Task input
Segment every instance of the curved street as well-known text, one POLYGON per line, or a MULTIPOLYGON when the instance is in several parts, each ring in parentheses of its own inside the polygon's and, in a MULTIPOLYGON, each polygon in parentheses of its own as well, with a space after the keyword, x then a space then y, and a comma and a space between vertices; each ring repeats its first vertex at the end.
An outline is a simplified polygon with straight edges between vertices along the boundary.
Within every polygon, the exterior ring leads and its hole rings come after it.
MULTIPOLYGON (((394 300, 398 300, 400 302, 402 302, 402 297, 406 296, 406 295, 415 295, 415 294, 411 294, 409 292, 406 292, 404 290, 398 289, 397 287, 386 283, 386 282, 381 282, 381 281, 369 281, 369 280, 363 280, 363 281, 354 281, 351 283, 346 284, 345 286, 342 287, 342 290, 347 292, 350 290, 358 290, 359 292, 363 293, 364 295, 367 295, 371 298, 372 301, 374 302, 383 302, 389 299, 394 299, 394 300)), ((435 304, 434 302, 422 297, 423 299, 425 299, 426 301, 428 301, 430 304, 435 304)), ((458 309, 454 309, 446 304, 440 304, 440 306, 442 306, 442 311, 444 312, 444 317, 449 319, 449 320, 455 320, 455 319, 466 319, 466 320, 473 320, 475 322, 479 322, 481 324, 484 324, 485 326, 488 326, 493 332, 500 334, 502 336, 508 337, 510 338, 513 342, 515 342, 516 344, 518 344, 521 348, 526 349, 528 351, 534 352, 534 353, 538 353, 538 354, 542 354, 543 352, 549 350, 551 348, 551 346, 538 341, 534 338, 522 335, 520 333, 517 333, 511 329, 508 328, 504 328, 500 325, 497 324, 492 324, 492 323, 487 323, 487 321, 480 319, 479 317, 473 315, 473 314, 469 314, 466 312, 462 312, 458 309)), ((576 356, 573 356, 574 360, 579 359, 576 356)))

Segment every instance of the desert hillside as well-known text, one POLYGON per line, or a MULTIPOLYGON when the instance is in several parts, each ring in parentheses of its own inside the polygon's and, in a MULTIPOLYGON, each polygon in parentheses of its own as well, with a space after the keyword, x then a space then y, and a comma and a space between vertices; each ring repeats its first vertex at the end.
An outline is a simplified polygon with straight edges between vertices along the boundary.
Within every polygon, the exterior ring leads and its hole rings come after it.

Prompt
The entries above should be copied out exactly, with none left out.

Expected answer
Segment every instance of the curved street as well-known text, one POLYGON per line, or a MULTIPOLYGON when the instance is in several parts, each ring in parentheses of its own inside the polygon's and, in a MULTIPOLYGON, each polygon in parentheses of its own as well, with a space after the keyword, x then a space then y, and a comma and a space between vertices; each ring repeats its first vertex at the end.
An outline is a simplified polygon with straight edges between vertices along the boundary.
Within every polygon, the exterior ring leads and its hole rings come after it.
MULTIPOLYGON (((394 300, 398 300, 400 302, 402 302, 402 297, 406 296, 406 295, 415 295, 415 294, 411 294, 409 292, 406 292, 404 290, 398 289, 397 287, 386 283, 386 282, 381 282, 381 281, 369 281, 369 280, 363 280, 363 281, 354 281, 351 283, 346 284, 345 286, 342 287, 342 290, 347 292, 350 290, 358 290, 359 292, 363 293, 364 295, 367 295, 371 298, 372 301, 374 302, 383 302, 389 299, 394 299, 394 300)), ((435 304, 434 302, 422 297, 423 299, 425 299, 426 301, 428 301, 430 304, 435 304)), ((458 309, 454 309, 446 304, 440 304, 440 306, 442 306, 442 311, 444 312, 444 317, 449 319, 449 320, 455 320, 455 319, 466 319, 466 320, 473 320, 475 322, 479 322, 481 324, 484 324, 485 326, 488 326, 493 332, 500 334, 502 336, 508 337, 510 338, 513 342, 515 342, 516 344, 518 344, 521 348, 526 349, 528 351, 534 352, 534 353, 538 353, 538 354, 542 354, 543 352, 549 350, 551 348, 551 346, 538 341, 534 338, 522 335, 520 333, 517 333, 511 329, 508 328, 504 328, 500 325, 497 324, 492 324, 492 323, 487 323, 487 321, 480 319, 479 317, 473 315, 473 314, 469 314, 466 312, 462 312, 458 309)), ((576 356, 573 356, 574 360, 579 359, 576 356)))

Segment every instance of the desert hillside as well-known text, one POLYGON per line, or a MULTIPOLYGON when the instance is in several parts, each ring in parentheses of its own inside the polygon's and, in a MULTIPOLYGON, each polygon in parentheses of its own as well, with a space after the keyword, x then a space then y, and a comma and a space between vertices; each ring repeats its first vertex at the end.
An outline is a simplified polygon with straight edges between vertices along the boundary.
Within every polygon, the exterior ring leads and its hole rings come after it.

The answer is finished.